WHAT TO WORK ON: Reproduce every line of the records below word for word, omitting the pictures.

Shape boundary records
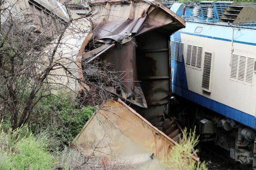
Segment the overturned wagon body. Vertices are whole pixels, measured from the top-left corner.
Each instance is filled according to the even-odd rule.
[[[90,3],[95,5],[90,17],[92,34],[82,56],[83,76],[92,76],[86,63],[112,63],[111,69],[121,77],[118,85],[104,80],[108,92],[147,120],[159,123],[171,94],[169,37],[185,27],[184,20],[157,1]],[[93,85],[90,88],[94,91]],[[180,134],[173,130],[175,134],[169,130],[168,135]]]
[[[90,39],[85,40],[86,45],[81,66],[82,78],[91,80],[92,83],[80,90],[82,93],[83,90],[87,94],[97,93],[98,90],[94,89],[93,85],[93,82],[97,81],[90,74],[88,69],[92,68],[87,67],[86,64],[95,62],[104,64],[104,61],[112,64],[110,69],[115,73],[120,73],[118,76],[121,78],[115,81],[105,77],[100,81],[107,82],[109,93],[120,99],[118,102],[111,100],[104,103],[74,144],[84,150],[90,146],[86,141],[90,137],[94,145],[98,143],[102,140],[101,133],[106,131],[106,127],[107,130],[103,135],[110,135],[108,138],[113,140],[110,142],[113,147],[106,150],[101,147],[99,155],[104,155],[104,152],[110,155],[113,152],[116,154],[116,152],[122,150],[123,158],[134,161],[131,157],[136,158],[139,154],[148,162],[152,162],[148,152],[152,147],[154,150],[150,154],[160,159],[164,158],[171,145],[176,143],[181,136],[181,129],[174,119],[166,119],[165,122],[161,119],[171,95],[169,37],[185,27],[184,21],[157,1],[97,1],[90,4],[95,5],[90,17],[92,31],[88,36]],[[98,104],[98,99],[94,98],[96,101],[90,101],[93,104],[94,102]],[[158,127],[166,134],[146,119],[156,126],[164,125],[164,127]],[[94,136],[92,129],[96,125],[102,123],[97,126],[99,129],[95,129],[95,133],[100,133],[100,137]],[[139,137],[141,139],[138,139]],[[128,149],[131,145],[134,148]],[[111,156],[107,157],[109,159]],[[141,161],[137,159],[132,162],[140,164]]]

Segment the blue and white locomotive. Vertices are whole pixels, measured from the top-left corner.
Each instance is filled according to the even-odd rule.
[[[255,4],[227,1],[176,3],[170,9],[186,21],[170,37],[173,93],[211,111],[196,115],[200,133],[216,135],[231,158],[254,167],[256,9]]]

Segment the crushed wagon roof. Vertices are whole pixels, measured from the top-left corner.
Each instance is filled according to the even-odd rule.
[[[89,51],[84,54],[83,60],[104,60],[112,63],[116,72],[130,71],[123,77],[129,82],[123,83],[118,90],[120,92],[114,85],[109,87],[109,91],[124,101],[147,108],[137,77],[136,39],[154,30],[164,33],[167,37],[185,27],[185,21],[157,1],[100,0],[90,4],[92,11],[88,19],[93,28],[90,41],[102,43],[102,45],[89,48]]]

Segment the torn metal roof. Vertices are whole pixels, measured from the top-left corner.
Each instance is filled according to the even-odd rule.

SOLVED EXERCISE:
Segment the overturned wagon body. Vertices are whole pixels, measured from the top-left corner.
Each instance is filled according to the even-odd rule.
[[[90,3],[95,5],[90,17],[92,34],[82,56],[83,76],[92,76],[86,63],[112,63],[111,69],[121,77],[118,85],[104,80],[108,92],[147,120],[159,123],[171,94],[169,37],[185,27],[184,20],[157,1]],[[93,85],[90,88],[94,91]],[[180,134],[173,130],[175,134],[169,130],[168,135]]]
[[[90,39],[85,40],[86,45],[81,66],[82,78],[91,80],[92,83],[80,90],[82,93],[83,90],[87,94],[97,93],[98,90],[94,89],[93,85],[93,82],[97,81],[90,74],[88,69],[92,68],[87,67],[86,64],[95,62],[104,64],[104,61],[112,64],[110,69],[115,73],[120,73],[118,76],[121,78],[115,81],[105,77],[100,81],[107,82],[109,93],[120,99],[118,102],[111,100],[104,103],[74,144],[84,150],[90,146],[86,141],[90,137],[94,145],[98,143],[102,140],[101,133],[106,131],[106,127],[107,130],[103,135],[110,135],[108,138],[113,140],[110,142],[113,147],[106,150],[101,147],[99,155],[104,155],[104,152],[110,155],[113,152],[116,154],[116,152],[122,150],[123,158],[134,161],[131,157],[136,158],[139,154],[148,162],[152,162],[148,152],[152,147],[154,150],[150,154],[160,159],[164,158],[171,145],[176,143],[181,136],[181,129],[174,119],[166,119],[165,122],[161,119],[171,95],[169,37],[185,27],[184,21],[157,1],[97,1],[90,4],[95,5],[90,17],[92,31],[88,36]],[[98,104],[98,99],[94,98],[96,101],[90,101],[93,104],[94,102]],[[158,127],[166,134],[146,119],[156,126],[164,125],[164,127]],[[94,136],[92,129],[96,125],[102,123],[97,126],[99,129],[95,129],[95,133],[100,133],[100,137]],[[139,137],[141,139],[138,139]],[[128,149],[131,145],[134,148]],[[111,156],[107,157],[109,159]],[[141,161],[137,159],[132,162],[140,164]]]

Segment the blue and white locomotive. Vertices are whole pixels, measured from the top-left corner.
Each instance is filled according to the even-odd rule.
[[[255,4],[227,1],[176,3],[170,9],[186,21],[170,37],[173,93],[211,111],[196,115],[200,133],[216,135],[231,158],[254,167],[256,9]]]

Segment the crushed wagon roof. Vertices are whole pixels, measured from the top-left corner.
Each instance is filled according to the even-odd rule.
[[[89,51],[84,54],[83,60],[104,60],[112,63],[116,72],[130,71],[123,77],[129,82],[123,83],[118,90],[120,92],[114,85],[109,87],[109,91],[124,101],[147,108],[137,77],[136,39],[154,30],[164,33],[167,37],[185,27],[185,21],[157,1],[100,0],[90,4],[92,11],[88,19],[93,28],[90,41],[102,43],[102,45],[89,48]]]

Segment the torn metal roof. Vertices are whole pixels, measured from the top-left corner.
Each instance is filled according to the even-odd rule.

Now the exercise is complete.